#### [Given instruction 1]
In the forum thread about hunts claiming EU farm payments, which publication does FemelleReynard mention on farm funding continuing after leaving Europe?
#### [Given instruction 2]
List every username that appears as a post heading in the forum thread about hunts claiming EU farm payments.
#### [Given instruction 3]
Carry on the forum thread about hunts claiming EU farm payments from its final post.

#### [Given passage]
########

This referendum is going to degenerate into the dirtiest electoral campaign on record and every possible means, of any group either In or Out is going to be brought into play.

The spin on hunting being subsidised and such as the existence of Food Banks and the inability of young people to afford a decent house etc is going to be writ large in the coming days and weeks. 

I bet every single hunt listed has had a 'heads up' in the preceding 24 hours and what ever is in store from the Press and Media. I hope they remember who put their coordinates on the radar screen.

Finally whether In or Out at the end of the day, when all this stuff about Hunt's and Wealthy Landowners being subsidised, post the election the whole population will have become aware of the feature. That will be an issue that will cause howls of anger, if we stay in the EU and the situation continues.

Forward thinking and preparation is essential.


----------



## Goldenstar (13 May 2016)

Whatever you think about the financial support the EU gives farmers you can't blame people for claiming the money the scheme allows them to .
The fault lies with the those who set up the system not those claiming the money .


----------



## FemelleReynard (13 May 2016)

As others have said, I can't see why it's an issue that hunts are claiming BPS payments? As previously mentioned, to claim BPS the claimant is required to jump through a large number of hoops and to undertake often onerous management techniques which the EU have put in to place. If the hunts are working to these stipulations, then there is absolutely no reason that they shouldn't be entitled to claim the payments. They are doing a very important job in preserving our environment and protecting our habitats, just like the farmers are, the only difference being that one is called a hunt, and the other a farm!

I take your point that it might cause a media frenzy if it comes out that Government and Tax Payers are 'paying' hunts, but I can't see them being able to stop this if the hunts can prove that they're making a valid claim (as in they're an active farmer, have relevant greening/countryside stewardship requirements in place, abiding by the 3 crop rule etc etc), without them stopping all direct payments to farmers? 

Likewise, as mentioned in this weeks Farmers Weekly, if we leave Europe, funding for farmers is likely to continue in some guise, so I highly doubt it will make much difference if we are in or out.


----------



## Countryman (13 May 2016)

Judgemental said:



			The spin on hunting being subsidised and such as the existence of Food Banks and the inability of young people to afford a decent house etc is going to be writ large in the coming days and weeks. 

.
		
Click to expand...

If only! Actually hunting ought to be subsidised or at the very least not treated for tax purposes as a profit-making business, as they currently are, because they are not - in reality they're certainly 'non-profit' organisations and possibly even charities!

But hundreds of thousands of people, clubs, organisations and anyone with a bit of land gets this. It's not a question of hunts being subsidised.


----------



## Judgemental (13 May 2016)

Countryman said:



			But hundreds of thousands of people, clubs, organisations and anyone with a bit of land gets this. It's not a question of hunts being subsidised.
		
Click to expand...

Indeed 132,000 out of a population of 65,000,000 where's the equality in that.

########

#### [Excerpted records]

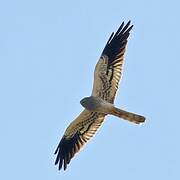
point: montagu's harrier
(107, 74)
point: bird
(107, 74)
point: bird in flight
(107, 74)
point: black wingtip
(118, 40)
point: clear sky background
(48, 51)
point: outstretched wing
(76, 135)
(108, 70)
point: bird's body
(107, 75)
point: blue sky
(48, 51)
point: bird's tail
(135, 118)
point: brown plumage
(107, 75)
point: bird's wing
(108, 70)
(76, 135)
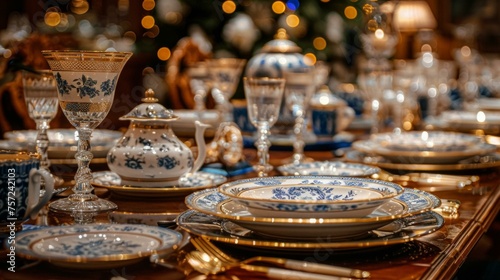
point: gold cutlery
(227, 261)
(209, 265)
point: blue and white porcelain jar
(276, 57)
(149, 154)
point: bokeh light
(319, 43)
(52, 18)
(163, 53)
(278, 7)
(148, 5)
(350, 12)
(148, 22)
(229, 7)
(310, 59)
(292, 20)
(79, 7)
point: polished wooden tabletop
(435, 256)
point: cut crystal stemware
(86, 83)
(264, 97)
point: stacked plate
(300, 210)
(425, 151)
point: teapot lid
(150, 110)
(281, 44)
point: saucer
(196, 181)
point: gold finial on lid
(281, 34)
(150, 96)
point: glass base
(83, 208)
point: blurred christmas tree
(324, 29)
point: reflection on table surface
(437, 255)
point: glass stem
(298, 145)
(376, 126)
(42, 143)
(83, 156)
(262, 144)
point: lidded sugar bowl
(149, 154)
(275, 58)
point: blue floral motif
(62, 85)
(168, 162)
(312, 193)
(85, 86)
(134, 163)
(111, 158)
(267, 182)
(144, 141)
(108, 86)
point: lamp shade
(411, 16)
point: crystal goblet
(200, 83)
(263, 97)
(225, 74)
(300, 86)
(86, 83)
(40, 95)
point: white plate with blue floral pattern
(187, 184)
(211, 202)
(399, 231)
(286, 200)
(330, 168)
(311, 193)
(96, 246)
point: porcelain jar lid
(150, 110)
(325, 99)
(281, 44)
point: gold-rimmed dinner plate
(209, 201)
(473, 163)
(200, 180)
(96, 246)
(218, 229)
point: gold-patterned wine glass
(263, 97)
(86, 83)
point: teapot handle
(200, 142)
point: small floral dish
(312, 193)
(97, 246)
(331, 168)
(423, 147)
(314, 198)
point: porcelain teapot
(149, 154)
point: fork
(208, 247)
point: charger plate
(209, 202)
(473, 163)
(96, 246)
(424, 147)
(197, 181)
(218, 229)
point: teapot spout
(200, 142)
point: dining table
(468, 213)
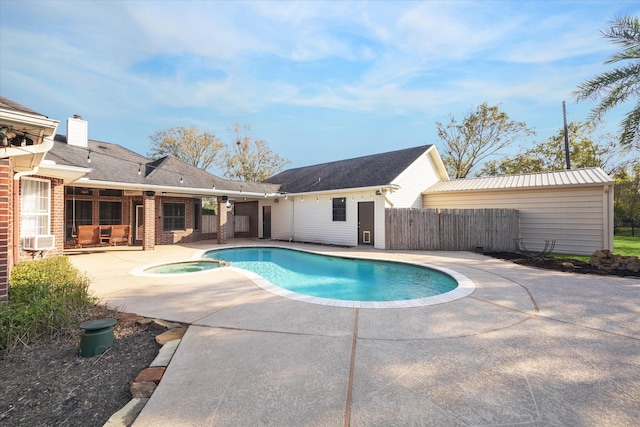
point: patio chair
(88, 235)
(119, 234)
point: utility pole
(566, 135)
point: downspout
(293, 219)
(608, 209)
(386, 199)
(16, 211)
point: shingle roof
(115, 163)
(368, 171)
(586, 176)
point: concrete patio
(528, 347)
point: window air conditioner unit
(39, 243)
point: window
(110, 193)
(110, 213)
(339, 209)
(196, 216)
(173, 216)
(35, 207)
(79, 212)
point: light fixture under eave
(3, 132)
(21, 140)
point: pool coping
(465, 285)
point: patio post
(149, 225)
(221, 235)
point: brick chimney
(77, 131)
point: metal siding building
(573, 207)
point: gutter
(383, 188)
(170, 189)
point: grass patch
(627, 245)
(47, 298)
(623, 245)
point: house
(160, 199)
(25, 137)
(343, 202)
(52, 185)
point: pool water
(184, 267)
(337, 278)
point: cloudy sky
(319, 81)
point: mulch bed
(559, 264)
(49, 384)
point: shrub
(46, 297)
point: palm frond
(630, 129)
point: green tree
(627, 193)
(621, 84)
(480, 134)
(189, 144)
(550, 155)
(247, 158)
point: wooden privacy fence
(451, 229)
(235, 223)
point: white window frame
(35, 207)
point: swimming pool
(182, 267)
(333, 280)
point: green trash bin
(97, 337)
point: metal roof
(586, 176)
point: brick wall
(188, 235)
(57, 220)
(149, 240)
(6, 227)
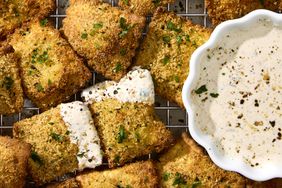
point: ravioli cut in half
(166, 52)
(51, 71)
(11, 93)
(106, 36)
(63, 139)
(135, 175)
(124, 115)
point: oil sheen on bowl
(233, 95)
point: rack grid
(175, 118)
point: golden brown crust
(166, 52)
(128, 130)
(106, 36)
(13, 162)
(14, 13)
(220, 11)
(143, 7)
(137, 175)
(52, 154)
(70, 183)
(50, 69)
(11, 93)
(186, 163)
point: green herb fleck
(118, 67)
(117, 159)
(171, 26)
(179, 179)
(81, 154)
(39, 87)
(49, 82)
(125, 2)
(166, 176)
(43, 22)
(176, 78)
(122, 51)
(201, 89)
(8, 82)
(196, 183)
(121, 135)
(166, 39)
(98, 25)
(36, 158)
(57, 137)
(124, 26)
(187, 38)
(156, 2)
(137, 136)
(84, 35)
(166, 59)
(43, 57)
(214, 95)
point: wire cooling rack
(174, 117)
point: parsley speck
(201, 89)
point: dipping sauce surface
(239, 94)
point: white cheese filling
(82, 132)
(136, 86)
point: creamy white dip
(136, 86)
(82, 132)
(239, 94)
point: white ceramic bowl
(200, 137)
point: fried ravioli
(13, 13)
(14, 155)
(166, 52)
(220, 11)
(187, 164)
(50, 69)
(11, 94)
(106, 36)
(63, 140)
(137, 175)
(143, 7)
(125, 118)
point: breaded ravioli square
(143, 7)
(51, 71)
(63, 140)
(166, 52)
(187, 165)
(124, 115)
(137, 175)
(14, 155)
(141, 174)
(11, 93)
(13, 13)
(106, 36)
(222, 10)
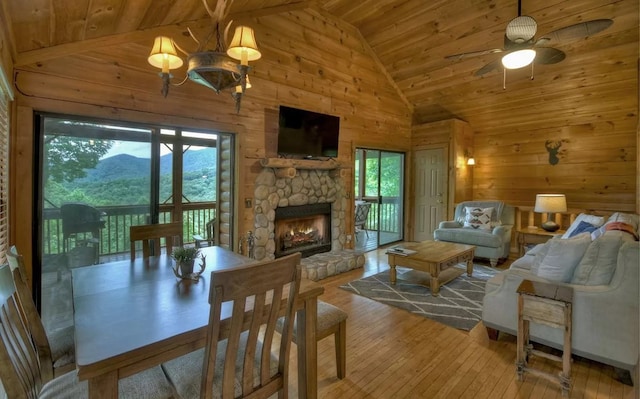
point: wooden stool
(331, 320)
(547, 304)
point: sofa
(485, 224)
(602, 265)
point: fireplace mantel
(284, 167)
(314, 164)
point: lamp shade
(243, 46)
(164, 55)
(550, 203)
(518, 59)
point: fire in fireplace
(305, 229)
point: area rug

########

#### [Final answer 1]
Farmers Weekly

#### [Final answer 2]
Goldenstar, FemelleReynard, Countryman, Judgemental

#### [Final answer 3]
Plainly the EU is for the have's as opposed to the have not's and the associated aristocratic inherited estates.

Which when fully distilled, receive 82% of the total Benefits/Entitlements paid by Brussels or 50,000 bearing in mind tenants have to pay 83% of their Euros to the titled estates.


----------



## Countryman (13 May 2016)

Judgemental said:



			Indeed 132,000 out of a population of 65,000,000,000 where's the equality in that.

Plainly the EU is for the have's as opposed to the have not's and the associated aristocratic inherited estates. Which when fully distilled, receive 82% of the total monies paid by Brussels or 50,000 bearing in mind tenants have to pay 83% of their Euros to the titled estates.
		
Click to expand...

JM you seem to be taking issue not with the subsidies per se, but with the system of land ownership in this country - which is a whole other discussion!


----------



## Judgemental (14 May 2016)

AJT92 said:



			I take your point that it might cause a media frenzy if it comes out that Government and Tax Payers are 'paying' hunts, but I can't see them being able to stop this if the hunts can prove that they're making a valid claim (as in they're an active farmer, have relevant greening/countryside stewardship requirements in place, abiding by the 3 crop rule etc etc), without them stopping all direct payments to farmers?
		
Click to expand...

Quite and that is the fact that will swing the Leave Campaign to Brexit.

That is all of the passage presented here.